====== Input data ======

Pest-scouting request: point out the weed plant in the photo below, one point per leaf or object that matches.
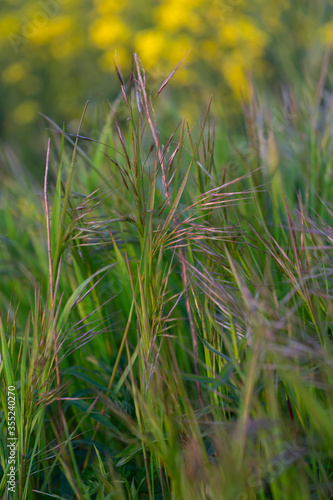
(166, 314)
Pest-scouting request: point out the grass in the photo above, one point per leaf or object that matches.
(166, 307)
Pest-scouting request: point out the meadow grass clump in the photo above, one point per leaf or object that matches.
(166, 315)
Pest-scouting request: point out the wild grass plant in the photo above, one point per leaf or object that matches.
(166, 313)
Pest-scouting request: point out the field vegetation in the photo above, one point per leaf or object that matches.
(166, 303)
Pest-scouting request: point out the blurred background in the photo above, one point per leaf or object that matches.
(57, 54)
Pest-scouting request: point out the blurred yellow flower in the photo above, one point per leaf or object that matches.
(107, 31)
(106, 7)
(25, 112)
(14, 73)
(54, 28)
(108, 59)
(8, 25)
(174, 15)
(150, 45)
(326, 33)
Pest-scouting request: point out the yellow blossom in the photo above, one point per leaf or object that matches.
(108, 30)
(14, 73)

======

Rewrite all of the material above, replacing each "Pest-scouting request" with "Crop-scouting request" and changing nothing else. Omit the pictures from your answer.

*Full answer*:
Crop-scouting request: point out the weed plant in the photo below, one point per leaf or object that matches.
(166, 314)
Crop-scouting request: point out the grass in the photo above, one point per leaf or object that matches.
(166, 307)
Crop-scouting request: point out the meadow grass clump in the photo above, one point per leaf or object that matches.
(166, 315)
Crop-scouting request: point out the wild grass plant in the photo above, one point per leaf or object that matches.
(166, 313)
Crop-scouting request: point out the field vegetation in the photo above, one point per leaf or object that matches.
(166, 303)
Crop-scouting request: point out the blurred background in the photo above, one point per leaf or object that matches.
(57, 54)
Crop-scouting request: point out the blurred yellow flower in the photo above, one point per leaf or object that matches.
(107, 31)
(106, 7)
(25, 112)
(14, 73)
(54, 28)
(108, 59)
(8, 25)
(174, 15)
(150, 45)
(326, 33)
Crop-scouting request: point out the yellow blossom in the photo above, one point per leaf or object that matches.
(108, 30)
(14, 73)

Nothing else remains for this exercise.